- _Prompt_
Report every line below that contains the word "window", copying each one in full. Case counts.
--- BEGIN Exercise material ---
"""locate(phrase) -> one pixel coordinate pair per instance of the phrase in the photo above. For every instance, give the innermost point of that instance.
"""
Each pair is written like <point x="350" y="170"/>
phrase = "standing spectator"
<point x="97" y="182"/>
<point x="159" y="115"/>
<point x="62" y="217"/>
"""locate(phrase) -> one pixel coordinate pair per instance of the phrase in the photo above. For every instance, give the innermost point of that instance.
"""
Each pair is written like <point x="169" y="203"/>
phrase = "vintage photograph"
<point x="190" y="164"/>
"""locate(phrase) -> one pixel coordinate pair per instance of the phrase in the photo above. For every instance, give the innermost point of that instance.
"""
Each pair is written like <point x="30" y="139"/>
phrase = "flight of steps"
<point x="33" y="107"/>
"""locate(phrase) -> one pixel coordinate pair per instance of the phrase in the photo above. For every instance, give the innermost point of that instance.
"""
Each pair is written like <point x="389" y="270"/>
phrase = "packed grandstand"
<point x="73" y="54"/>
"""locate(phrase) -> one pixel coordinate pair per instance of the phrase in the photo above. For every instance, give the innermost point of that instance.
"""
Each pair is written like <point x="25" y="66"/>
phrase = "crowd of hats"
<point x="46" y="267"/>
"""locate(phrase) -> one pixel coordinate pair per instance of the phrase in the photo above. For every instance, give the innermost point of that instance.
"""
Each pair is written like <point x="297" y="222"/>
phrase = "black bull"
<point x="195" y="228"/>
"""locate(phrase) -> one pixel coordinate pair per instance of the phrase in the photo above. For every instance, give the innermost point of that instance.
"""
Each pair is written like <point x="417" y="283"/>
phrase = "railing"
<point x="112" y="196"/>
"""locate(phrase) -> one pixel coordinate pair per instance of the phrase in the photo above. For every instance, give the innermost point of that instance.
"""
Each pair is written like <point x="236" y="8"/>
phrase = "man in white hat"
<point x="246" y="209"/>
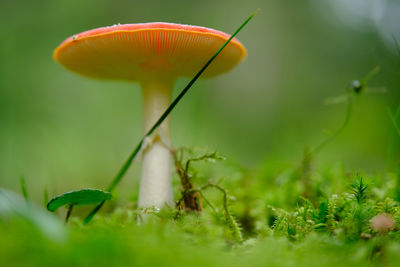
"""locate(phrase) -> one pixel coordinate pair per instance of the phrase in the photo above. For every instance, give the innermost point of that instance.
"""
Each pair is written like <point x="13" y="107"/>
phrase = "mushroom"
<point x="154" y="55"/>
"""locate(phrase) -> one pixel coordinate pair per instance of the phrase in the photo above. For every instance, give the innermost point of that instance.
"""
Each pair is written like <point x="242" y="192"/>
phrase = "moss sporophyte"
<point x="154" y="55"/>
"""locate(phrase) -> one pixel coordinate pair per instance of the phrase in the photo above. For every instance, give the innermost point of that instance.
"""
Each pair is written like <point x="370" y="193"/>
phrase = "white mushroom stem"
<point x="155" y="183"/>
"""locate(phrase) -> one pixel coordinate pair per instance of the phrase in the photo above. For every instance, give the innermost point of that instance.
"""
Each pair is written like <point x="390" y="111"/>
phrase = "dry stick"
<point x="128" y="162"/>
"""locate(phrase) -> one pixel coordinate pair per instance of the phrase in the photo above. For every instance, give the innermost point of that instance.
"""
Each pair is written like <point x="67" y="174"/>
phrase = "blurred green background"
<point x="65" y="132"/>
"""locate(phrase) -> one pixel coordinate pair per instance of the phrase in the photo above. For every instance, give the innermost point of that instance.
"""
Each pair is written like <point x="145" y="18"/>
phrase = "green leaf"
<point x="78" y="197"/>
<point x="13" y="205"/>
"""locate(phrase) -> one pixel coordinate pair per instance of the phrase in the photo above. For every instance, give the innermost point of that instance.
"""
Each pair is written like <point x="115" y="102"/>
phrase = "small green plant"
<point x="78" y="197"/>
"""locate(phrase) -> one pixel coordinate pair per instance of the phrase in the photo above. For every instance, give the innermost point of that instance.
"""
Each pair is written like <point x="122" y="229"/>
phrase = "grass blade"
<point x="128" y="162"/>
<point x="78" y="197"/>
<point x="24" y="189"/>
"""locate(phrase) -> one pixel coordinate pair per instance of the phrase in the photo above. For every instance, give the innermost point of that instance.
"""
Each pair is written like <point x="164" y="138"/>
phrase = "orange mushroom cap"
<point x="134" y="51"/>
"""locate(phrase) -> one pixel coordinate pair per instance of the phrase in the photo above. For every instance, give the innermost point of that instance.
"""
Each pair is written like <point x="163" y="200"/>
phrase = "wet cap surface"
<point x="134" y="51"/>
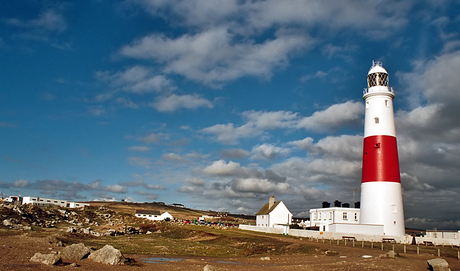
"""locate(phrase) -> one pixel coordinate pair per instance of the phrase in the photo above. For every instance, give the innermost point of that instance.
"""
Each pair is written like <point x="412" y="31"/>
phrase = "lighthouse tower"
<point x="381" y="196"/>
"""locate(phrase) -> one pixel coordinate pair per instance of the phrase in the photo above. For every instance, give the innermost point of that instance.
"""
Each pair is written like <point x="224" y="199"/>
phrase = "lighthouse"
<point x="381" y="195"/>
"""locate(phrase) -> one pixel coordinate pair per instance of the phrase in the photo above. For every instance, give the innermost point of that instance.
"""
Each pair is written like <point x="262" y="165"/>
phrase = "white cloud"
<point x="259" y="186"/>
<point x="270" y="120"/>
<point x="140" y="161"/>
<point x="221" y="168"/>
<point x="137" y="79"/>
<point x="126" y="102"/>
<point x="173" y="157"/>
<point x="334" y="117"/>
<point x="175" y="102"/>
<point x="268" y="152"/>
<point x="235" y="153"/>
<point x="214" y="56"/>
<point x="139" y="148"/>
<point x="228" y="134"/>
<point x="152" y="138"/>
<point x="116" y="188"/>
<point x="21" y="183"/>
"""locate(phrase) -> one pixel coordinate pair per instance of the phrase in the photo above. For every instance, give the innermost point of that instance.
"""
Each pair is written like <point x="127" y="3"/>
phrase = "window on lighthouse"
<point x="372" y="79"/>
<point x="383" y="79"/>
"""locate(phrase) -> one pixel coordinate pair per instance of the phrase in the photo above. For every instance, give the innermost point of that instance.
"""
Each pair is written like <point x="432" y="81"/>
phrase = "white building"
<point x="60" y="203"/>
<point x="273" y="214"/>
<point x="324" y="217"/>
<point x="153" y="215"/>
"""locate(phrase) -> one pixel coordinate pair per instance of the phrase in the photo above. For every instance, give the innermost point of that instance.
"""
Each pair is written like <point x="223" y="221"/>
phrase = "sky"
<point x="219" y="105"/>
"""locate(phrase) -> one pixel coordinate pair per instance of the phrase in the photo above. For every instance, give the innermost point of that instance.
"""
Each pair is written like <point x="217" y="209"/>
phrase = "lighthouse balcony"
<point x="378" y="89"/>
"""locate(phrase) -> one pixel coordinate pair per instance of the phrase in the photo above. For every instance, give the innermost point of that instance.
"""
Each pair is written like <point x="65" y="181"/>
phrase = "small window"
<point x="394" y="209"/>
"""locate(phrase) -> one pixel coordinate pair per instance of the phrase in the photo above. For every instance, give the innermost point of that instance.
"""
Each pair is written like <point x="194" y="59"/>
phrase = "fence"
<point x="385" y="244"/>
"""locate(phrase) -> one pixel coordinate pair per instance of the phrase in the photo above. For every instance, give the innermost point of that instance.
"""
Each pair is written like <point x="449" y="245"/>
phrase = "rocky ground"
<point x="28" y="230"/>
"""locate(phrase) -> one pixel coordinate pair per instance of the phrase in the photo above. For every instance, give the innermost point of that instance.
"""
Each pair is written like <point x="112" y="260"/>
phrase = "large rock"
<point x="438" y="264"/>
<point x="48" y="259"/>
<point x="107" y="255"/>
<point x="75" y="252"/>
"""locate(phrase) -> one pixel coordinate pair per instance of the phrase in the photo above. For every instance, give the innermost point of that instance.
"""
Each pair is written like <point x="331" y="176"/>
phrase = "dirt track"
<point x="16" y="250"/>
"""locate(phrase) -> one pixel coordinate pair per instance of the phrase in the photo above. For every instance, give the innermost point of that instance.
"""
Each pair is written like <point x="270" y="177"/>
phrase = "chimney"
<point x="271" y="202"/>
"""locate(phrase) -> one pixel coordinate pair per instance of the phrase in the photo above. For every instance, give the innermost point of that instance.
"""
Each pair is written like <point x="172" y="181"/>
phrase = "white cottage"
<point x="273" y="214"/>
<point x="153" y="215"/>
<point x="324" y="218"/>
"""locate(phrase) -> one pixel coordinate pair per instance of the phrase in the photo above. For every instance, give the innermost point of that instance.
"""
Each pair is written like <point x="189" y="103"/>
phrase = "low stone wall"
<point x="261" y="229"/>
<point x="331" y="235"/>
<point x="437" y="241"/>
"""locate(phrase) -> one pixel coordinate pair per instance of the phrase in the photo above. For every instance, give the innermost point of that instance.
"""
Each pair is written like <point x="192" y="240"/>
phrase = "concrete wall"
<point x="280" y="215"/>
<point x="328" y="235"/>
<point x="277" y="230"/>
<point x="354" y="228"/>
<point x="262" y="220"/>
<point x="437" y="241"/>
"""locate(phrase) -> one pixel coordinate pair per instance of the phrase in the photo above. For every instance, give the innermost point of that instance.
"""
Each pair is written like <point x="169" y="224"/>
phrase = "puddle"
<point x="229" y="262"/>
<point x="160" y="260"/>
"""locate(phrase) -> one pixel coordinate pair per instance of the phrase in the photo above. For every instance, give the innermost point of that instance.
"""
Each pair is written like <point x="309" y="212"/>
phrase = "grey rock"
<point x="48" y="259"/>
<point x="75" y="252"/>
<point x="107" y="255"/>
<point x="438" y="264"/>
<point x="209" y="267"/>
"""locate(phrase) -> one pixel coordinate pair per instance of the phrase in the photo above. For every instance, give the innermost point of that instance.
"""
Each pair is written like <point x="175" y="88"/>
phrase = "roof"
<point x="377" y="67"/>
<point x="265" y="210"/>
<point x="148" y="212"/>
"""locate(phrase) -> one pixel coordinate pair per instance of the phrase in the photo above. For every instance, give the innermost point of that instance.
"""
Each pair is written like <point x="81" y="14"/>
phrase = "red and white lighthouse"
<point x="381" y="195"/>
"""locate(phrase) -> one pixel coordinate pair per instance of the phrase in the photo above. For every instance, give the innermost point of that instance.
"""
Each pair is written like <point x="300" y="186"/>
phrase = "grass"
<point x="178" y="240"/>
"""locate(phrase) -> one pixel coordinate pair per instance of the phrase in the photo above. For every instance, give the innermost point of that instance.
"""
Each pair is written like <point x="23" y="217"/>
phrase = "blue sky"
<point x="221" y="104"/>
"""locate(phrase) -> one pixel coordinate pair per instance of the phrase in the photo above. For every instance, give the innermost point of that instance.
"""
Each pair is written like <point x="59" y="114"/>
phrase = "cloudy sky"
<point x="221" y="104"/>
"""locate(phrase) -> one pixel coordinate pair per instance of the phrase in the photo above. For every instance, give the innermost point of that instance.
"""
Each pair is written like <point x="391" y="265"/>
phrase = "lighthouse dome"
<point x="377" y="75"/>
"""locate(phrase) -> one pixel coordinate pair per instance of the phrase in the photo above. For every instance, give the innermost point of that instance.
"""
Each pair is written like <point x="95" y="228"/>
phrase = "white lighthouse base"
<point x="381" y="204"/>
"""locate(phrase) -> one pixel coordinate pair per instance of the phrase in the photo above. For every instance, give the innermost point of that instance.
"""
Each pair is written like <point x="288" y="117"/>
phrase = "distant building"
<point x="52" y="202"/>
<point x="274" y="213"/>
<point x="325" y="217"/>
<point x="153" y="215"/>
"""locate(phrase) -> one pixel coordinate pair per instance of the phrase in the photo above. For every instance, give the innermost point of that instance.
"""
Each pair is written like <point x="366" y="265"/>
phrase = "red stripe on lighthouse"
<point x="380" y="159"/>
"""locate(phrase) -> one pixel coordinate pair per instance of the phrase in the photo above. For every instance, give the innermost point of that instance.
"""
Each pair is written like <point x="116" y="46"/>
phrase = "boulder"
<point x="75" y="252"/>
<point x="48" y="259"/>
<point x="107" y="255"/>
<point x="438" y="264"/>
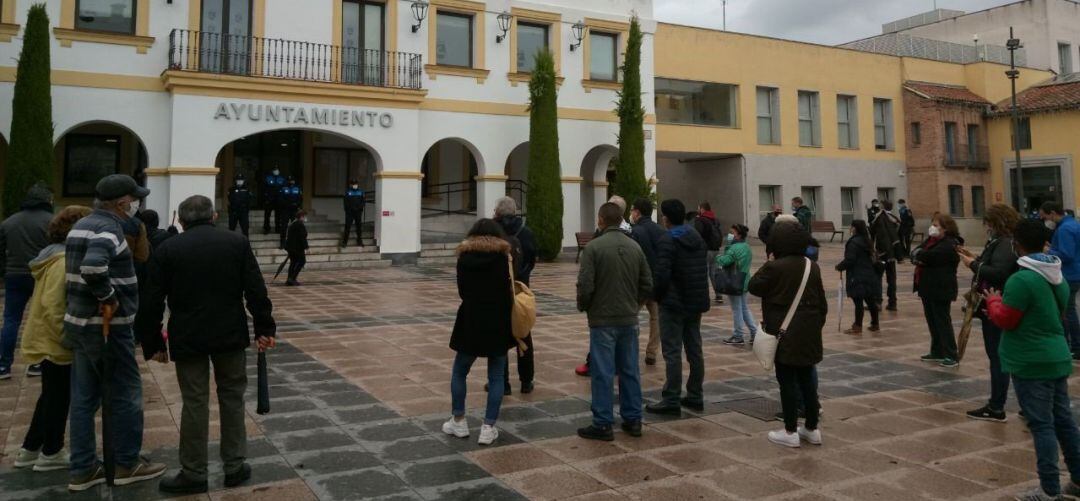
--- END Exercise material ---
- _Answer for this exercise_
phrase = "window on lighthouse"
phrase = "small window"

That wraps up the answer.